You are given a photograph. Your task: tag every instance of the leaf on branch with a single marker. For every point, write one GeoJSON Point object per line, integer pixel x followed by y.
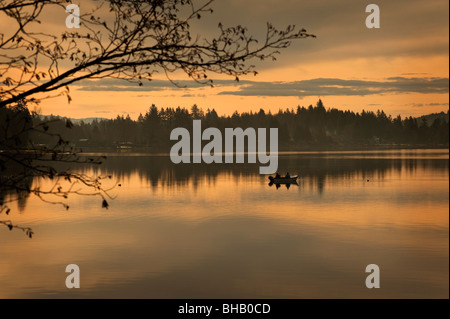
{"type": "Point", "coordinates": [69, 123]}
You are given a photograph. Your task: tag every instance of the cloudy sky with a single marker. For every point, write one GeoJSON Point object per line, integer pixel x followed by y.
{"type": "Point", "coordinates": [401, 67]}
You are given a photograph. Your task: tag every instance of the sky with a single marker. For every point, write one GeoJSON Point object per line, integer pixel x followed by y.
{"type": "Point", "coordinates": [402, 67]}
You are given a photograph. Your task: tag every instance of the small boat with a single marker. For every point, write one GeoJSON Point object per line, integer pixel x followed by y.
{"type": "Point", "coordinates": [284, 180]}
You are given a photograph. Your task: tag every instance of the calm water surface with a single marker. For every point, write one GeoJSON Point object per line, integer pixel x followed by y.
{"type": "Point", "coordinates": [220, 231]}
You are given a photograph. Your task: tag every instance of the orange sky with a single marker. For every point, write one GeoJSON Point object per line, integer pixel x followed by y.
{"type": "Point", "coordinates": [412, 43]}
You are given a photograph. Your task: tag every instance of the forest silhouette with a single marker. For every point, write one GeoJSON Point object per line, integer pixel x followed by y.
{"type": "Point", "coordinates": [311, 128]}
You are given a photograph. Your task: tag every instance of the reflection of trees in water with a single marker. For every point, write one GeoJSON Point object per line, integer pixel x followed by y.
{"type": "Point", "coordinates": [159, 171]}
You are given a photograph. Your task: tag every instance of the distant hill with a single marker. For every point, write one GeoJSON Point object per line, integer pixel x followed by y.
{"type": "Point", "coordinates": [430, 118]}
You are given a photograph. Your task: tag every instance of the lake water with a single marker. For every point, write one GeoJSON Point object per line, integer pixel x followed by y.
{"type": "Point", "coordinates": [220, 231]}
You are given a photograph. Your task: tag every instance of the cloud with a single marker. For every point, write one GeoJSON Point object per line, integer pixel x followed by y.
{"type": "Point", "coordinates": [427, 104]}
{"type": "Point", "coordinates": [304, 88]}
{"type": "Point", "coordinates": [340, 87]}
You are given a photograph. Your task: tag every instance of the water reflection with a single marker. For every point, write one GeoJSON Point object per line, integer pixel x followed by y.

Exercise:
Exactly the lines from the one containing "the cloud with" through the end of the entries above must be output, and no others.

Task solution:
You are given a photograph. Your task: tag every instance of the cloud with a single marker. For every point, write one GeoJSON Point object per line, integer pixel x followed by y.
{"type": "Point", "coordinates": [427, 104]}
{"type": "Point", "coordinates": [304, 88]}
{"type": "Point", "coordinates": [340, 87]}
You are given a photograph. Your task: tag every instance of the water reflection with a single marker. For every point, write one GeoJSON Point object per line, integer pixel x followed by y.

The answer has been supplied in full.